> [Records for this exercise]

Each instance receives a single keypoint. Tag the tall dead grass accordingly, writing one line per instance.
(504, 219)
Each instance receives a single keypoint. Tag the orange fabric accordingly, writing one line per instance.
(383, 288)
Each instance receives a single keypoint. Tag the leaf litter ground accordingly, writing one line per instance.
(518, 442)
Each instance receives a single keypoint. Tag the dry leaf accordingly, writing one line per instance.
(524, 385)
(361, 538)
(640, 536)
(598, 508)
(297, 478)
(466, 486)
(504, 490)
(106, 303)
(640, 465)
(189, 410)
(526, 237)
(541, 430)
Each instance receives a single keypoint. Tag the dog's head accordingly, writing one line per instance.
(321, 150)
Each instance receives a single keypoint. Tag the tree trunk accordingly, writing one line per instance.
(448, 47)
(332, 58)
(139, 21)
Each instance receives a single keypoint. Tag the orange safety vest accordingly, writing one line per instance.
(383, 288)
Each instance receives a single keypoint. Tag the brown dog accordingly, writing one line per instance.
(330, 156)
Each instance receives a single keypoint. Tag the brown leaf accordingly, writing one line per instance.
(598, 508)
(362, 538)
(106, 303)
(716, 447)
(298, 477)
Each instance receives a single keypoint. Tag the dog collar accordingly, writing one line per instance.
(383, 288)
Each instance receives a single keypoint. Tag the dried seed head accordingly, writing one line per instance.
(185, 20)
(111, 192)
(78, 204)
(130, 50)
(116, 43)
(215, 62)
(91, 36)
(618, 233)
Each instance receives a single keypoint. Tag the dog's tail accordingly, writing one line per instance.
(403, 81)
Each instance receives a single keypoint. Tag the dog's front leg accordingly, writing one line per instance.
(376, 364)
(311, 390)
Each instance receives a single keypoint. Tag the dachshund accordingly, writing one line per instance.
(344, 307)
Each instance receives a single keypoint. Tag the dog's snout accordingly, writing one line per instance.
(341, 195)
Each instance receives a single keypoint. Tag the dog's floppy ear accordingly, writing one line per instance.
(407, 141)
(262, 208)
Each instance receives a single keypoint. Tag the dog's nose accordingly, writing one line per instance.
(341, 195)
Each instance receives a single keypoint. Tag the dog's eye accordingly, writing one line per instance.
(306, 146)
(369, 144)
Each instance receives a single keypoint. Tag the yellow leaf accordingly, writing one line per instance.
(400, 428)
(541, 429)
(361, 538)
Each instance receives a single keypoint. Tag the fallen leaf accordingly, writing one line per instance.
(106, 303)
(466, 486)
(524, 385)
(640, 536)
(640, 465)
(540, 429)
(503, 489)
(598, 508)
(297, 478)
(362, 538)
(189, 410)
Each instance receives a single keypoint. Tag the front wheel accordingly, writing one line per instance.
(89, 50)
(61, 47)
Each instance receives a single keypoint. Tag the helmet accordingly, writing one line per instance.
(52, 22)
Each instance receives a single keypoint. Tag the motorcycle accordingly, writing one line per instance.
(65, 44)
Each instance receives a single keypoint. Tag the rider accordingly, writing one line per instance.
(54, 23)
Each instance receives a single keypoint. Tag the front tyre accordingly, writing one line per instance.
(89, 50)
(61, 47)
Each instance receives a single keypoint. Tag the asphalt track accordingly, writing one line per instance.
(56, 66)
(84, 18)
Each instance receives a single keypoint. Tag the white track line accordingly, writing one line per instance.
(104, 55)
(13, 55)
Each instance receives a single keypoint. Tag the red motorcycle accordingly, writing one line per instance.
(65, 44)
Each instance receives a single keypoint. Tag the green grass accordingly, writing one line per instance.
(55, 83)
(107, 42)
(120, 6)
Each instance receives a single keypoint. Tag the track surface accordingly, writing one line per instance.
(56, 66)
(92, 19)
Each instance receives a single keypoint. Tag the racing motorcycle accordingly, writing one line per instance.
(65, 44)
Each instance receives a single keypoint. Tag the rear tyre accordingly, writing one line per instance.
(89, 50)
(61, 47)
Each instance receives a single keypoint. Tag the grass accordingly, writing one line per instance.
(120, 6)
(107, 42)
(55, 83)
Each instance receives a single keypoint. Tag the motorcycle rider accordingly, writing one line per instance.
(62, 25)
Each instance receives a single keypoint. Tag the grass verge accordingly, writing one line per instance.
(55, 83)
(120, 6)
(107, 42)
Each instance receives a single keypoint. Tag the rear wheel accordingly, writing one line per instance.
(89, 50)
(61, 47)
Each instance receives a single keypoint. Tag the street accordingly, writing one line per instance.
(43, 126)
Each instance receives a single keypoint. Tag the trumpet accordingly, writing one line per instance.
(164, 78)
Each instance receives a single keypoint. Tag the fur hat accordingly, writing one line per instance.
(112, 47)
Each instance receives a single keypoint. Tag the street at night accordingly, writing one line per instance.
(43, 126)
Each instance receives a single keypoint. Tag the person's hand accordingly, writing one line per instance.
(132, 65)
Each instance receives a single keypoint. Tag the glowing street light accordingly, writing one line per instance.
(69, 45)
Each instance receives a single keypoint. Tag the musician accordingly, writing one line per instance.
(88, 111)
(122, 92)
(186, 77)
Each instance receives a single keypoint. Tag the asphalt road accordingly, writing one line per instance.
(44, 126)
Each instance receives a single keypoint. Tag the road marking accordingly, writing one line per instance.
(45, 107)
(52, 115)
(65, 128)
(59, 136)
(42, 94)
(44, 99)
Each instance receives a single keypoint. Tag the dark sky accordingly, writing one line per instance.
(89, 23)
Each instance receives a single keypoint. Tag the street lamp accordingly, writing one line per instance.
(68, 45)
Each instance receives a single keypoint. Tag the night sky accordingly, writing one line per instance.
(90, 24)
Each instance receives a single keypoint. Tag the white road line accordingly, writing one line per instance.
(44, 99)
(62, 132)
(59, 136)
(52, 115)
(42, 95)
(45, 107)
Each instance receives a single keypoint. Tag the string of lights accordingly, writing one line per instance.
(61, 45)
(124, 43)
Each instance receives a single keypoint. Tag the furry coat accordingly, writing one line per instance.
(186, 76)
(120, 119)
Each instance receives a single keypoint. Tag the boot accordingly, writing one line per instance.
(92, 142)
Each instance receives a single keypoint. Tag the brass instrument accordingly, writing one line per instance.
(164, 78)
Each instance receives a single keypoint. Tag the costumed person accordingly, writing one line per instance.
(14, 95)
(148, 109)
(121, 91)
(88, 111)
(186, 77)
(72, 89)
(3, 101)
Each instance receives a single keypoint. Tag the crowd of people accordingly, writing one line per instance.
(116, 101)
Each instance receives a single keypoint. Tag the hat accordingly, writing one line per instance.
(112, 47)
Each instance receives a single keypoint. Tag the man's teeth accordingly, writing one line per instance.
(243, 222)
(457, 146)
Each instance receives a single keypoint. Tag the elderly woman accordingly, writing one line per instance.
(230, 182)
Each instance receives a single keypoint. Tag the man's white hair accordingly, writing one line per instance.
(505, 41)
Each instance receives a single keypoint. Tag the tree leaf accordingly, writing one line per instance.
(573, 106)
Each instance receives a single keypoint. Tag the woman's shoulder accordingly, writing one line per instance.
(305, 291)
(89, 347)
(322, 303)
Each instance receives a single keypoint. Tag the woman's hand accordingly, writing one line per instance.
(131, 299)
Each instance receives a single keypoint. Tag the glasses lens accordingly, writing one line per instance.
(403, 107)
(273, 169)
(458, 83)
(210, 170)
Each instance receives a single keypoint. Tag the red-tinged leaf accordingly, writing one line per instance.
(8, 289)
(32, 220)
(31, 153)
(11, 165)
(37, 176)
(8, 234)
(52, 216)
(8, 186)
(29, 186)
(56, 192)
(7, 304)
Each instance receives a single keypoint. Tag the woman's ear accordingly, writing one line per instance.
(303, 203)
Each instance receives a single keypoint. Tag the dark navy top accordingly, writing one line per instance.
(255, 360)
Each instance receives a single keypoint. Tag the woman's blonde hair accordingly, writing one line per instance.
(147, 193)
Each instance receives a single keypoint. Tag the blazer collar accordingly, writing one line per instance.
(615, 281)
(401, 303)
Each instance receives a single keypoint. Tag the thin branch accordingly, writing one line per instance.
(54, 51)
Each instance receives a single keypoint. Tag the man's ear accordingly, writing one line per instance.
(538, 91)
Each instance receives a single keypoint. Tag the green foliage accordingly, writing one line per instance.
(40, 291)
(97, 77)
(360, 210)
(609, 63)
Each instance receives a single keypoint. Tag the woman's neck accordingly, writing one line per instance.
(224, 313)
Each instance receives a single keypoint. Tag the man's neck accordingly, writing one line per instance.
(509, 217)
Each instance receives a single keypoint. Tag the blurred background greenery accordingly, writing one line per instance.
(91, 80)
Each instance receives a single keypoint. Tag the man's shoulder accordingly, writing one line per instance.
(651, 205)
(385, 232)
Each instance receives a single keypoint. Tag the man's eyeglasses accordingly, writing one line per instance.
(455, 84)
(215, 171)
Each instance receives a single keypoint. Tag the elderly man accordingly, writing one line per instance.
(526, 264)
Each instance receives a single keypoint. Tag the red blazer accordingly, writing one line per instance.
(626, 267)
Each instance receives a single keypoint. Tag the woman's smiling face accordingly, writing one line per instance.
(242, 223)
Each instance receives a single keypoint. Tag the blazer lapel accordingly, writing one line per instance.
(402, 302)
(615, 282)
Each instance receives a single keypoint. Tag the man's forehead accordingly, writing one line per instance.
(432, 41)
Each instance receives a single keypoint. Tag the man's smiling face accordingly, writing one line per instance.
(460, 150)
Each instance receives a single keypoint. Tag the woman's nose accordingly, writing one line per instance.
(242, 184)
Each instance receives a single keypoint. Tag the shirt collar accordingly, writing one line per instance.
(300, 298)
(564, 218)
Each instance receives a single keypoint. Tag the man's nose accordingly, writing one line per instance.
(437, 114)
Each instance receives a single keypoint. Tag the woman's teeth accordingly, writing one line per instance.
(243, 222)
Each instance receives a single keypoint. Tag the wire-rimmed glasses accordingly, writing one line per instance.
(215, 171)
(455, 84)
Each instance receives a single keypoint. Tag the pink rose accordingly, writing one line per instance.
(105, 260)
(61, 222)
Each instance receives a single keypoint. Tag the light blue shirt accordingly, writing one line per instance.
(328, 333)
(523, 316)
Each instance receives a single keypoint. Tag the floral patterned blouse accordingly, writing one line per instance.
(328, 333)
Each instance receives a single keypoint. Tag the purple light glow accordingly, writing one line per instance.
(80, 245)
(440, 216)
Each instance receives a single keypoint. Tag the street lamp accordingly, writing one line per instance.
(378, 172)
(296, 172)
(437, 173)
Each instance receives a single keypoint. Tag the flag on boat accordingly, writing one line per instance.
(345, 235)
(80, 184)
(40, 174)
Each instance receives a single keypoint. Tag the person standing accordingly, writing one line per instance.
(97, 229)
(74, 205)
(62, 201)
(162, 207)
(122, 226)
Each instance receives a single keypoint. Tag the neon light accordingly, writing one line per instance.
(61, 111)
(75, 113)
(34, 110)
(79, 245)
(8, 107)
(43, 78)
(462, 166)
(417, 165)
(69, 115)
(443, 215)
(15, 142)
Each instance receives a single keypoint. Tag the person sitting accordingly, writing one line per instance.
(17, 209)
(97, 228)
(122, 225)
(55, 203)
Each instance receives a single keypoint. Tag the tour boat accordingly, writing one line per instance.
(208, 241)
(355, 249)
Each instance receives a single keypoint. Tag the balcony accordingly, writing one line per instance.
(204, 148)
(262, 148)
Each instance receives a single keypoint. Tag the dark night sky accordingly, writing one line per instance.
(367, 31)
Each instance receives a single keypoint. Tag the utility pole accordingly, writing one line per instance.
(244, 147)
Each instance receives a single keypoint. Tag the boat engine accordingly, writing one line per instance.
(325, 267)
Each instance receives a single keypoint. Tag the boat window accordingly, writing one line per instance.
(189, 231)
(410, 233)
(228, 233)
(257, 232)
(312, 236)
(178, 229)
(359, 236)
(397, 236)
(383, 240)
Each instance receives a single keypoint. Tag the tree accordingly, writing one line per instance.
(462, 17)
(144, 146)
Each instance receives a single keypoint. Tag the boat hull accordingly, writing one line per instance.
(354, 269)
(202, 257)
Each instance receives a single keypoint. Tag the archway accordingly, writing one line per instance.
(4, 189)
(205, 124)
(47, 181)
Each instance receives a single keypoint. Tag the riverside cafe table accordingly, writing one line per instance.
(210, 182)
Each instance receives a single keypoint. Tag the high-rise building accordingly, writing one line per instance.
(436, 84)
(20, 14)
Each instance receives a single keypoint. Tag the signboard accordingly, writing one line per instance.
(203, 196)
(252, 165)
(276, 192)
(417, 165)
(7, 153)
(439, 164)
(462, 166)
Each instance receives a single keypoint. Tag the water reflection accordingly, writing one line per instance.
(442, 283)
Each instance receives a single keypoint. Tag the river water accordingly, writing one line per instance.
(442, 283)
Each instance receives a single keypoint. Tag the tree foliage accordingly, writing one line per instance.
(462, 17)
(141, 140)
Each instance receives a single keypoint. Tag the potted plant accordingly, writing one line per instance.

> [Work instructions] From the line holding "Each instance receives a single keypoint. Tag the water" to the end of the listing, copy every line exactly, both ends included, and add nothing.

> [Exercise result]
Each instance receives a single keypoint. Tag the water reflection accordingly, writing one line per instance.
(442, 283)
Each instance receives a single keypoint. Tag the river water accordingly, writing one line per instance.
(442, 283)
Each instance receives a single keypoint. Tag the tree foliage accordingly, writing one line per instance.
(462, 17)
(141, 140)
Each instance receives a single keypoint. Tag the potted plant accordingly, writing one line per instance.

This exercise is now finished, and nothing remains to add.